Top of Text

Händel for Holy Week

Musick Hall in Dublin

Arguably the finest musical representation of the life of Christ is Händel’s Messiah. It is a beautiful combination of representative verses from Scripture. The music support and emphasizes its message. Rather than the confusion and disturbance of the present philosophies, the Messiah proclaims beauty and harmony in a fallen world. A moment of reflection in times of quarantine and virus.

The Messiah was first performed at Easter 1742, in Dublin (Ireland). The local Musick Hall kindly requested that ladies would not wear hoop dresses so that a record crowd of seven hundred people was welcomed.

Susannah Cibber, contralto, the best paid and most famous actress in 18th century England.

Messiah is presented by an alternation of soloists and choir responses. The already famous Susannah Cibber sung the prophecy from Isaiah 53 on the sufferings of Christ in a heartfelt way: “He was despised and rejected of men, a man of sorrows and acquainted with grief.” According to tradition, the Rev. Patrick Delany was so overwhelmed by this enchanting combination of word and song that he jumped to his feet and cried out: “Woman, for this be all thy sins forgiven thee!”

Bottom of Text
Top of Exercise data

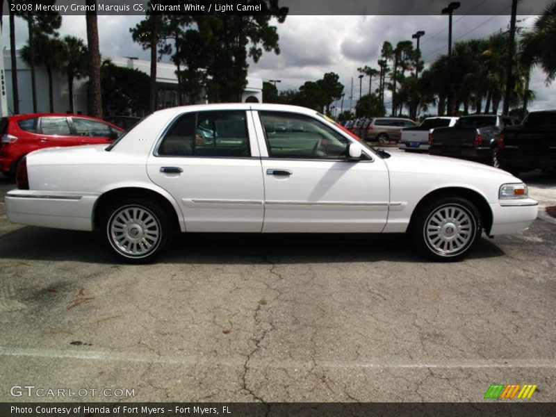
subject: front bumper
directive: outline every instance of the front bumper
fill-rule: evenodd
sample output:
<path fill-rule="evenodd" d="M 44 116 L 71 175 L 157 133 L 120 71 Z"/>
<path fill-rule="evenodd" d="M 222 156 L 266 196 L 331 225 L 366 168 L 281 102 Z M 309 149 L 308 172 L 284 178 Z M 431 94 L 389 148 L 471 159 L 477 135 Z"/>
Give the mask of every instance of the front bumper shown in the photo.
<path fill-rule="evenodd" d="M 500 200 L 491 204 L 493 221 L 489 235 L 495 236 L 525 230 L 537 218 L 539 204 L 530 198 Z"/>
<path fill-rule="evenodd" d="M 13 190 L 6 196 L 8 220 L 30 226 L 91 231 L 99 195 Z"/>

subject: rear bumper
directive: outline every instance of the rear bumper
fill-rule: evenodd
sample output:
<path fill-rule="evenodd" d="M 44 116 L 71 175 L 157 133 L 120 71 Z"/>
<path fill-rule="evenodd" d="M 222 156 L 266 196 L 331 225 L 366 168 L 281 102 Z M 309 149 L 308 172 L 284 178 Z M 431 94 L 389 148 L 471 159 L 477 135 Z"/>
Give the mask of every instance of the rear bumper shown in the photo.
<path fill-rule="evenodd" d="M 6 196 L 8 220 L 13 223 L 91 231 L 96 194 L 13 190 Z"/>
<path fill-rule="evenodd" d="M 525 230 L 537 218 L 539 205 L 536 200 L 527 199 L 491 204 L 493 214 L 489 235 L 495 236 Z"/>
<path fill-rule="evenodd" d="M 431 155 L 460 158 L 470 161 L 488 161 L 492 150 L 490 148 L 456 147 L 432 146 L 430 150 Z"/>
<path fill-rule="evenodd" d="M 409 146 L 409 142 L 399 142 L 398 143 L 398 147 L 400 149 L 407 149 L 409 151 L 428 151 L 430 148 L 430 145 L 428 142 L 418 142 L 419 146 L 414 147 L 414 146 Z"/>

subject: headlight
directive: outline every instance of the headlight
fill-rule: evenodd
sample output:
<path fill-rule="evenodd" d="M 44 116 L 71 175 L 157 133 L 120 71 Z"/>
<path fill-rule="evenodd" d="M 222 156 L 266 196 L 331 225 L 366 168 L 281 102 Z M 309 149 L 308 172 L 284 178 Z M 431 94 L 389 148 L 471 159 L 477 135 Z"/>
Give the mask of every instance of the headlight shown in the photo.
<path fill-rule="evenodd" d="M 517 184 L 503 184 L 500 188 L 498 198 L 500 199 L 515 199 L 516 198 L 528 198 L 529 190 L 523 183 Z"/>

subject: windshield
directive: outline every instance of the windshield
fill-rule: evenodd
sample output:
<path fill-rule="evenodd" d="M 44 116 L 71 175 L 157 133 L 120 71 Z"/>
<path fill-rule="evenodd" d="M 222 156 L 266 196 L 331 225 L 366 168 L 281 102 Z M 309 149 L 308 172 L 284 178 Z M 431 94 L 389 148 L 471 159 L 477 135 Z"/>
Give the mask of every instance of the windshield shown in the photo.
<path fill-rule="evenodd" d="M 446 127 L 450 126 L 450 119 L 425 119 L 421 124 L 421 127 L 425 129 L 435 129 L 436 127 Z"/>
<path fill-rule="evenodd" d="M 496 126 L 496 116 L 480 116 L 477 117 L 461 117 L 457 122 L 459 127 L 486 127 Z"/>

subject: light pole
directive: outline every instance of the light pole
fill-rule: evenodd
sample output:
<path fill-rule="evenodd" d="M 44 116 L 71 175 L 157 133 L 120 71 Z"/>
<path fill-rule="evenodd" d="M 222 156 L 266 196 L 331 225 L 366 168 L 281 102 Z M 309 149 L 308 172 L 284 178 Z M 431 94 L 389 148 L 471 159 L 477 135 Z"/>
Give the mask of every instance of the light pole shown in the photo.
<path fill-rule="evenodd" d="M 443 15 L 448 15 L 449 16 L 448 28 L 448 76 L 446 76 L 446 81 L 448 83 L 448 111 L 447 115 L 450 116 L 452 113 L 452 83 L 450 81 L 450 76 L 452 73 L 452 15 L 454 14 L 454 10 L 459 8 L 459 1 L 452 1 L 442 9 Z"/>
<path fill-rule="evenodd" d="M 512 86 L 512 67 L 514 65 L 514 43 L 516 37 L 516 15 L 517 15 L 517 0 L 512 0 L 512 19 L 509 21 L 509 42 L 508 43 L 508 63 L 506 72 L 506 91 L 504 94 L 504 107 L 502 114 L 507 116 L 509 113 L 509 92 Z"/>
<path fill-rule="evenodd" d="M 416 79 L 419 75 L 419 39 L 421 36 L 425 35 L 425 31 L 419 31 L 413 35 L 411 38 L 417 40 L 417 54 L 415 59 L 415 78 Z"/>

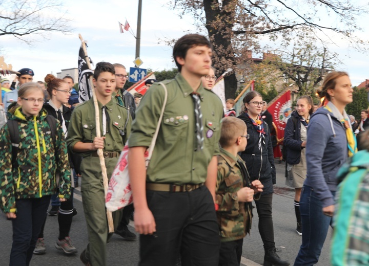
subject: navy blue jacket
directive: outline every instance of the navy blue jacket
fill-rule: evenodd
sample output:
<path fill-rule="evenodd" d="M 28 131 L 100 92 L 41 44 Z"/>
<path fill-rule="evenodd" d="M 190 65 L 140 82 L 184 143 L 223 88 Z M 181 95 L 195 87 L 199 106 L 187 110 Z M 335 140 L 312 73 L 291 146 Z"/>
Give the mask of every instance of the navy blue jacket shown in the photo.
<path fill-rule="evenodd" d="M 294 125 L 296 124 L 296 129 Z M 301 121 L 300 116 L 297 112 L 294 111 L 287 120 L 284 128 L 283 144 L 287 147 L 287 163 L 292 165 L 298 164 L 301 159 L 301 151 L 303 148 L 301 145 Z"/>
<path fill-rule="evenodd" d="M 244 161 L 251 181 L 259 180 L 264 185 L 262 194 L 271 194 L 273 192 L 273 185 L 276 184 L 276 172 L 274 166 L 274 156 L 271 141 L 270 132 L 266 123 L 263 121 L 265 134 L 265 144 L 261 144 L 259 149 L 259 135 L 251 120 L 244 114 L 240 115 L 238 118 L 243 120 L 247 126 L 248 134 L 250 139 L 244 151 L 241 152 L 240 156 Z"/>
<path fill-rule="evenodd" d="M 308 128 L 308 172 L 304 186 L 314 190 L 323 207 L 333 205 L 331 191 L 337 190 L 337 173 L 347 158 L 346 129 L 325 108 L 313 114 Z"/>

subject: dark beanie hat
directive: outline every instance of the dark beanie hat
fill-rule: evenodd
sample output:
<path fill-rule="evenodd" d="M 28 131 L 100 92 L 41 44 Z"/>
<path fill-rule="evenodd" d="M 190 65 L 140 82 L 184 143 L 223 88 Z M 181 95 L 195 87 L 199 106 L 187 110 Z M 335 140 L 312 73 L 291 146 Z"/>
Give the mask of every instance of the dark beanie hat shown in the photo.
<path fill-rule="evenodd" d="M 29 75 L 33 77 L 34 75 L 33 71 L 31 69 L 22 69 L 20 70 L 18 70 L 18 72 L 19 73 L 19 74 L 17 74 L 17 76 L 18 77 L 23 76 L 23 75 Z"/>

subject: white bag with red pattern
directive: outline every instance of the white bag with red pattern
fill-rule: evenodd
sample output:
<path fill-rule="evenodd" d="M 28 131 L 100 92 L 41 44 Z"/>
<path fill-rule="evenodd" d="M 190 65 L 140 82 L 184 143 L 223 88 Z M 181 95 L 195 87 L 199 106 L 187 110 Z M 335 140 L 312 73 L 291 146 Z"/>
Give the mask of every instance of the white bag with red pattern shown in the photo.
<path fill-rule="evenodd" d="M 168 98 L 168 91 L 165 85 L 161 82 L 159 84 L 164 88 L 164 101 L 161 107 L 161 113 L 158 121 L 156 130 L 153 136 L 151 144 L 145 153 L 144 156 L 147 169 L 154 150 Z M 105 206 L 108 210 L 111 212 L 115 211 L 132 203 L 131 182 L 128 173 L 128 155 L 129 149 L 128 141 L 127 141 L 120 153 L 120 156 L 118 160 L 118 163 L 115 166 L 113 174 L 109 180 L 109 187 L 105 197 Z"/>

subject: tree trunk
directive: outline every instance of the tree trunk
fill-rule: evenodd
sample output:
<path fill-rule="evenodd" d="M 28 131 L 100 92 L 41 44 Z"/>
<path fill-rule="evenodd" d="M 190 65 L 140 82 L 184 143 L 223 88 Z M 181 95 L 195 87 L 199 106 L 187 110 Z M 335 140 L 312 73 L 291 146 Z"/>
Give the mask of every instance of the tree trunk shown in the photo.
<path fill-rule="evenodd" d="M 224 88 L 225 99 L 235 99 L 236 98 L 237 80 L 234 72 L 232 72 L 230 75 L 224 77 Z"/>

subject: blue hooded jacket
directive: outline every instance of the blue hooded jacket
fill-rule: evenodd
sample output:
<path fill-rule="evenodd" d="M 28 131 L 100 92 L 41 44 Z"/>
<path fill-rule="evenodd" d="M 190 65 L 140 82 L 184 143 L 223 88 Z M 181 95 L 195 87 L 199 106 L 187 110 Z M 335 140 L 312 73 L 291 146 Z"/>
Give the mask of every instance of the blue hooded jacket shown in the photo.
<path fill-rule="evenodd" d="M 346 130 L 325 108 L 311 117 L 306 146 L 308 172 L 304 185 L 313 188 L 323 207 L 333 205 L 331 191 L 337 190 L 337 173 L 347 159 Z"/>

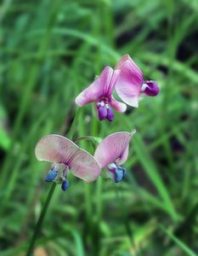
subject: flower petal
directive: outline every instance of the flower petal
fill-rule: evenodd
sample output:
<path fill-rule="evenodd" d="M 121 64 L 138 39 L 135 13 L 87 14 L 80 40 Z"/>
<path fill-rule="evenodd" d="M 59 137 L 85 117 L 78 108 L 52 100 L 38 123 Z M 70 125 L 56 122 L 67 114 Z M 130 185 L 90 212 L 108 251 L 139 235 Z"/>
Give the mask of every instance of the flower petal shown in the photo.
<path fill-rule="evenodd" d="M 95 180 L 100 173 L 98 163 L 88 152 L 59 135 L 42 137 L 36 146 L 35 154 L 39 160 L 68 166 L 75 176 L 87 182 Z"/>
<path fill-rule="evenodd" d="M 94 158 L 101 168 L 111 163 L 121 164 L 127 160 L 132 135 L 127 131 L 116 132 L 106 137 L 99 144 Z"/>
<path fill-rule="evenodd" d="M 113 96 L 111 96 L 110 105 L 120 113 L 123 113 L 127 110 L 127 105 L 116 101 Z"/>
<path fill-rule="evenodd" d="M 139 96 L 143 84 L 143 73 L 132 58 L 126 55 L 117 62 L 116 69 L 121 69 L 116 90 L 120 98 L 129 106 L 139 106 Z"/>
<path fill-rule="evenodd" d="M 35 154 L 39 160 L 67 165 L 78 148 L 77 145 L 68 138 L 51 134 L 40 139 L 35 148 Z"/>
<path fill-rule="evenodd" d="M 96 160 L 88 152 L 78 150 L 70 164 L 73 175 L 90 183 L 100 174 L 101 169 Z"/>
<path fill-rule="evenodd" d="M 76 98 L 76 103 L 79 106 L 84 106 L 90 102 L 94 102 L 101 97 L 107 96 L 107 93 L 111 94 L 110 81 L 114 70 L 110 67 L 106 67 L 102 71 L 100 76 L 94 80 L 87 89 L 82 90 Z"/>

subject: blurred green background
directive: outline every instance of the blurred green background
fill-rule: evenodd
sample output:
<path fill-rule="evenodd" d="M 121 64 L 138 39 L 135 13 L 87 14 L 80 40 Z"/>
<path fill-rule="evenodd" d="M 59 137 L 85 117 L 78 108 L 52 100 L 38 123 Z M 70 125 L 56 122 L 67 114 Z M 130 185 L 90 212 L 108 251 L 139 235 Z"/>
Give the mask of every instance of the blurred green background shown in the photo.
<path fill-rule="evenodd" d="M 75 137 L 135 128 L 127 177 L 57 187 L 34 254 L 198 255 L 197 0 L 4 0 L 0 22 L 0 255 L 24 255 L 50 187 L 36 143 L 66 136 L 75 97 L 125 54 L 160 95 L 112 123 L 88 105 Z"/>

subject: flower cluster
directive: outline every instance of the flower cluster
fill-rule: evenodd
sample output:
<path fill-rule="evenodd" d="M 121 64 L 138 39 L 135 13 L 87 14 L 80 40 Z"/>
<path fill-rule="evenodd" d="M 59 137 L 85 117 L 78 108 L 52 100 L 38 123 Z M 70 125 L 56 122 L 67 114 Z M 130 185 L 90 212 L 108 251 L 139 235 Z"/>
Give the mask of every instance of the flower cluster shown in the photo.
<path fill-rule="evenodd" d="M 117 102 L 113 96 L 116 90 L 122 102 Z M 112 108 L 123 113 L 127 105 L 139 107 L 140 95 L 155 96 L 159 93 L 156 82 L 144 80 L 143 73 L 132 58 L 126 55 L 118 61 L 115 69 L 106 67 L 100 76 L 76 98 L 76 103 L 84 106 L 95 102 L 99 120 L 112 121 Z"/>
<path fill-rule="evenodd" d="M 114 90 L 123 102 L 114 98 Z M 99 120 L 112 121 L 112 108 L 123 113 L 127 104 L 139 106 L 140 95 L 155 96 L 158 93 L 156 82 L 144 80 L 142 71 L 127 55 L 121 58 L 115 69 L 105 67 L 99 78 L 76 98 L 76 103 L 82 107 L 95 102 Z M 48 135 L 37 143 L 35 154 L 39 160 L 53 163 L 45 181 L 61 184 L 64 191 L 69 186 L 69 171 L 90 183 L 105 168 L 108 176 L 119 183 L 125 176 L 126 170 L 122 165 L 127 159 L 130 140 L 134 133 L 135 131 L 122 131 L 106 137 L 99 143 L 93 156 L 66 137 Z"/>

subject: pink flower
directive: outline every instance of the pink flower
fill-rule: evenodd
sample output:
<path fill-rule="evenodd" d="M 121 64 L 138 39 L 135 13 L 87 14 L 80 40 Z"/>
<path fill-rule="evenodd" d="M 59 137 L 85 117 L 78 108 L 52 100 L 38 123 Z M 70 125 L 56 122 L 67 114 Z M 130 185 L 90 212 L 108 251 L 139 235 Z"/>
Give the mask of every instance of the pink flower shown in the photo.
<path fill-rule="evenodd" d="M 68 187 L 69 170 L 88 183 L 94 181 L 101 172 L 93 155 L 62 136 L 52 134 L 41 138 L 35 148 L 35 154 L 39 160 L 54 163 L 46 181 L 61 183 L 63 190 Z"/>
<path fill-rule="evenodd" d="M 121 70 L 116 84 L 119 97 L 127 105 L 139 107 L 141 93 L 150 96 L 157 96 L 159 87 L 155 81 L 144 81 L 143 73 L 128 55 L 123 55 L 117 62 L 115 70 Z"/>
<path fill-rule="evenodd" d="M 95 102 L 99 120 L 106 119 L 112 121 L 114 119 L 112 108 L 121 113 L 127 109 L 126 104 L 117 102 L 112 95 L 119 74 L 119 69 L 114 71 L 110 67 L 105 67 L 100 76 L 77 96 L 76 103 L 82 107 Z"/>
<path fill-rule="evenodd" d="M 97 147 L 94 158 L 100 168 L 107 167 L 108 174 L 118 183 L 122 180 L 125 169 L 122 166 L 128 156 L 131 137 L 135 133 L 116 132 L 106 137 Z"/>

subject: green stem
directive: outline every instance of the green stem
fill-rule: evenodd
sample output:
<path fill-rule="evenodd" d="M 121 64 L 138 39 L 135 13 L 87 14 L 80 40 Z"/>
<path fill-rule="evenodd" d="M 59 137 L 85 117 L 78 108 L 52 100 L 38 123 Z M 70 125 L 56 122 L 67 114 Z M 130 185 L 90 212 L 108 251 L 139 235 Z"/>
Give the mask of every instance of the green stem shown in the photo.
<path fill-rule="evenodd" d="M 36 226 L 36 228 L 34 230 L 34 234 L 32 236 L 32 238 L 31 238 L 31 244 L 30 244 L 29 248 L 27 250 L 26 256 L 31 256 L 31 253 L 32 253 L 32 251 L 34 249 L 34 246 L 35 246 L 35 242 L 36 242 L 37 235 L 38 235 L 39 231 L 41 230 L 41 226 L 42 226 L 42 224 L 43 222 L 44 217 L 45 217 L 45 213 L 46 213 L 46 212 L 47 212 L 47 210 L 48 208 L 48 205 L 49 205 L 49 202 L 50 202 L 51 198 L 53 196 L 53 194 L 54 194 L 54 191 L 55 189 L 55 187 L 56 187 L 56 183 L 53 183 L 52 186 L 51 186 L 51 189 L 50 189 L 50 190 L 48 192 L 48 197 L 46 199 L 46 201 L 44 203 L 44 206 L 42 207 L 41 215 L 40 215 L 40 217 L 38 218 L 37 226 Z"/>

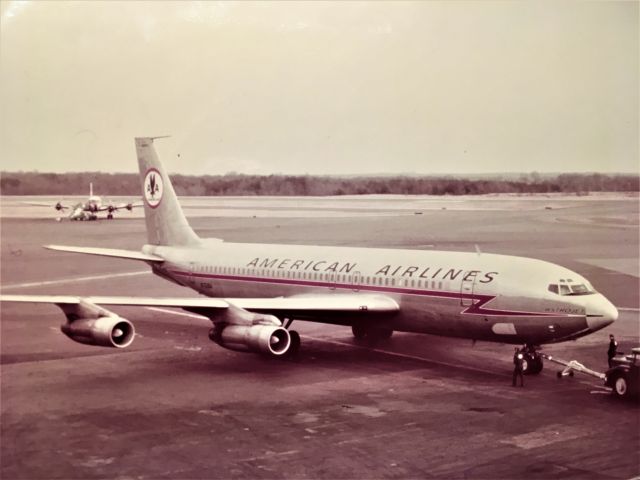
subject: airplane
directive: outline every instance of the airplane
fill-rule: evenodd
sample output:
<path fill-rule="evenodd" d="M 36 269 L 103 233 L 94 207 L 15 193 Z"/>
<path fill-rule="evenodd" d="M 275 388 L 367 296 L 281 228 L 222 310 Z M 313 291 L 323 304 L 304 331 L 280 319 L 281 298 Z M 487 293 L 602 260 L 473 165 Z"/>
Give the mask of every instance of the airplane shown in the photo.
<path fill-rule="evenodd" d="M 124 348 L 133 324 L 105 306 L 176 307 L 208 317 L 209 338 L 238 351 L 286 357 L 300 348 L 292 322 L 351 327 L 357 341 L 394 331 L 523 345 L 526 373 L 540 348 L 614 322 L 618 311 L 582 275 L 542 260 L 482 252 L 230 243 L 200 238 L 178 203 L 154 140 L 135 138 L 147 244 L 140 251 L 47 245 L 145 262 L 195 298 L 0 295 L 53 303 L 76 342 Z"/>
<path fill-rule="evenodd" d="M 48 203 L 37 203 L 37 202 L 27 202 L 29 205 L 36 205 L 39 207 L 49 207 L 51 206 Z M 108 212 L 107 220 L 113 219 L 113 213 L 127 209 L 129 211 L 133 210 L 135 207 L 141 207 L 142 202 L 136 203 L 120 203 L 120 204 L 103 204 L 102 198 L 93 194 L 93 183 L 89 183 L 89 198 L 85 202 L 77 203 L 73 206 L 63 205 L 61 202 L 57 202 L 53 208 L 55 208 L 58 212 L 63 210 L 70 210 L 69 220 L 74 221 L 90 221 L 98 219 L 98 212 Z M 58 221 L 62 220 L 62 217 L 57 218 Z"/>

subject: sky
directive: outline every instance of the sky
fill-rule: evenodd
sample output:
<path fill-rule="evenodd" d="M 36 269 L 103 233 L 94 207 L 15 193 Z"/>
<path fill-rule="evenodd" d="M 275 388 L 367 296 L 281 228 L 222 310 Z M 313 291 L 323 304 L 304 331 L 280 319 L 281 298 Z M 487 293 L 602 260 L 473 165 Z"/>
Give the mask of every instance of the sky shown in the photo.
<path fill-rule="evenodd" d="M 638 7 L 1 0 L 0 168 L 638 173 Z"/>

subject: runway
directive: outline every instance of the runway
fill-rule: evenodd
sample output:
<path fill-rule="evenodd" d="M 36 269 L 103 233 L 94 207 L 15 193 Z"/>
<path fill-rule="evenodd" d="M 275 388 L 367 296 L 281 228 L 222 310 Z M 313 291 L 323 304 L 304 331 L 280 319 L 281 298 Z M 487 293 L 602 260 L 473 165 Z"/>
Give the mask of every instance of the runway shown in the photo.
<path fill-rule="evenodd" d="M 604 371 L 609 333 L 620 350 L 640 345 L 637 197 L 554 199 L 551 209 L 548 201 L 478 209 L 471 200 L 446 200 L 437 208 L 422 204 L 420 214 L 413 204 L 389 214 L 376 199 L 360 205 L 366 215 L 353 205 L 333 215 L 323 214 L 326 203 L 263 200 L 260 210 L 247 206 L 236 217 L 218 215 L 220 199 L 212 199 L 211 211 L 201 200 L 190 218 L 199 235 L 227 241 L 460 251 L 477 245 L 552 261 L 585 275 L 621 311 L 604 331 L 546 346 L 546 353 Z M 265 214 L 270 207 L 280 213 Z M 138 250 L 146 241 L 141 218 L 4 216 L 0 226 L 5 293 L 192 295 L 145 273 L 141 263 L 41 248 Z M 550 363 L 513 388 L 509 345 L 396 333 L 363 347 L 347 328 L 294 322 L 300 356 L 271 360 L 213 344 L 209 321 L 182 311 L 113 310 L 136 326 L 129 349 L 70 341 L 55 306 L 2 304 L 2 478 L 640 473 L 637 403 L 616 401 L 592 377 L 558 380 Z"/>

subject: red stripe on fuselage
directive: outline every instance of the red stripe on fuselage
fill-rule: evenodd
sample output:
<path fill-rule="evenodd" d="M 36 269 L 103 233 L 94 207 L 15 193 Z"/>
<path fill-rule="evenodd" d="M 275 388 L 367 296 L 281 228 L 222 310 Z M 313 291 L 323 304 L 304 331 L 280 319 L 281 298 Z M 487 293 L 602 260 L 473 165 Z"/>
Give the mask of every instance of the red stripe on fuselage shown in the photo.
<path fill-rule="evenodd" d="M 180 275 L 183 277 L 194 278 L 211 278 L 216 280 L 231 280 L 240 282 L 270 283 L 276 285 L 292 285 L 301 287 L 322 287 L 322 288 L 340 288 L 344 290 L 368 291 L 379 293 L 397 293 L 401 295 L 417 295 L 422 297 L 452 298 L 456 300 L 468 299 L 473 301 L 473 305 L 465 308 L 463 315 L 490 315 L 490 316 L 510 316 L 510 317 L 573 317 L 571 314 L 543 313 L 543 312 L 520 312 L 515 310 L 494 310 L 483 308 L 483 306 L 496 298 L 495 295 L 478 295 L 462 292 L 440 292 L 436 290 L 419 290 L 415 288 L 388 287 L 382 285 L 362 285 L 362 284 L 345 284 L 345 283 L 328 283 L 312 280 L 294 280 L 291 278 L 266 278 L 266 277 L 250 277 L 237 275 L 220 275 L 212 273 L 190 273 L 181 270 L 168 270 L 169 273 Z M 581 316 L 581 315 L 577 315 Z"/>

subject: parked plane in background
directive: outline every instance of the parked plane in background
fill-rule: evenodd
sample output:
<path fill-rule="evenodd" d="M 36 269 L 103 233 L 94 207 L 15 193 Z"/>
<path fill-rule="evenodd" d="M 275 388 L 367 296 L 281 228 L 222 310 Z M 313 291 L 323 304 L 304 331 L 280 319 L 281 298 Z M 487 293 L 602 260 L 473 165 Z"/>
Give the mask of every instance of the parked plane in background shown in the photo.
<path fill-rule="evenodd" d="M 148 244 L 140 252 L 47 248 L 143 261 L 156 275 L 205 297 L 0 300 L 55 303 L 67 317 L 62 331 L 91 345 L 126 347 L 134 338 L 133 324 L 103 305 L 179 307 L 209 317 L 209 338 L 234 350 L 295 352 L 295 319 L 350 326 L 357 339 L 385 339 L 397 330 L 523 344 L 529 373 L 542 370 L 540 345 L 588 335 L 618 317 L 581 275 L 531 258 L 201 239 L 182 212 L 153 141 L 135 139 Z"/>
<path fill-rule="evenodd" d="M 29 205 L 37 205 L 39 207 L 50 207 L 51 204 L 48 203 L 35 203 L 29 202 Z M 93 183 L 89 183 L 89 198 L 85 202 L 77 203 L 73 206 L 63 205 L 61 202 L 53 205 L 58 212 L 62 212 L 65 210 L 69 210 L 68 219 L 69 220 L 97 220 L 98 212 L 107 212 L 107 220 L 113 219 L 113 213 L 118 210 L 133 210 L 135 207 L 141 207 L 143 205 L 142 202 L 136 203 L 103 203 L 102 198 L 93 194 Z M 57 218 L 58 221 L 62 220 L 62 217 Z"/>

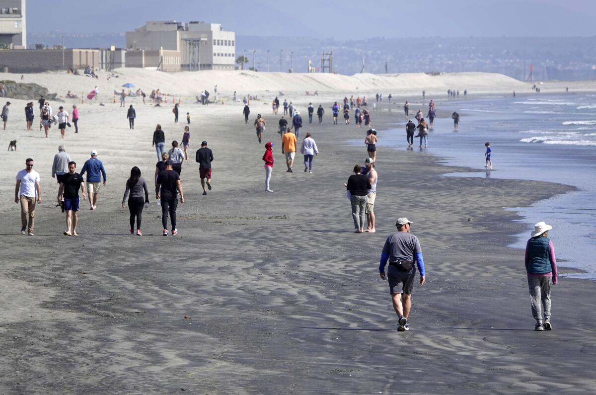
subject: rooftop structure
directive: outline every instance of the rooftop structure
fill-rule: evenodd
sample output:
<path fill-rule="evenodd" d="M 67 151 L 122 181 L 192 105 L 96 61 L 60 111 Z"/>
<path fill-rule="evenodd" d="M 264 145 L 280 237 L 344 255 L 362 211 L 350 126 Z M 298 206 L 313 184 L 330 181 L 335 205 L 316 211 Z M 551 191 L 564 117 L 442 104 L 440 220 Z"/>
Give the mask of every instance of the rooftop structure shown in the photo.
<path fill-rule="evenodd" d="M 126 36 L 129 49 L 179 51 L 182 70 L 235 67 L 235 33 L 218 23 L 150 21 Z"/>
<path fill-rule="evenodd" d="M 27 48 L 25 0 L 0 0 L 0 47 Z"/>

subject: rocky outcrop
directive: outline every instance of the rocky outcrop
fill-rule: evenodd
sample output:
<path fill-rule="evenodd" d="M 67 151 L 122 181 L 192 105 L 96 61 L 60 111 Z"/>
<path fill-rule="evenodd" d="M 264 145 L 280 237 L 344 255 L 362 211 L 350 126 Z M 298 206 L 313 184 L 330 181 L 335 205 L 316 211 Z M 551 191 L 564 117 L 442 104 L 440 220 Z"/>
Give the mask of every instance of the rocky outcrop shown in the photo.
<path fill-rule="evenodd" d="M 47 88 L 36 84 L 19 84 L 11 81 L 0 81 L 0 83 L 4 84 L 5 87 L 5 97 L 36 101 L 43 96 L 49 100 L 62 101 L 57 98 L 57 94 L 49 93 Z"/>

Bottom of Exercise data

● Explore the material
1/ In the text on Händel's Messiah, what did the Musick Hall ask ladies not to wear to the first performance?
2/ Reproduce the passage of the Messiah text starting with "Arguably the finest" and going on through "quarantine and virus.".

● Your responses
1/ Hoop dresses.

2/
Arguably the finest musical representation of the life of Christ is Händel’s Messiah. It is a beautiful combination of representative verses from Scripture. The music support and emphasizes its message. Rather than the confusion and disturbance of the present philosophies, the Messiah proclaims beauty and harmony in a fallen world. A moment of reflection in times of quarantine and virus.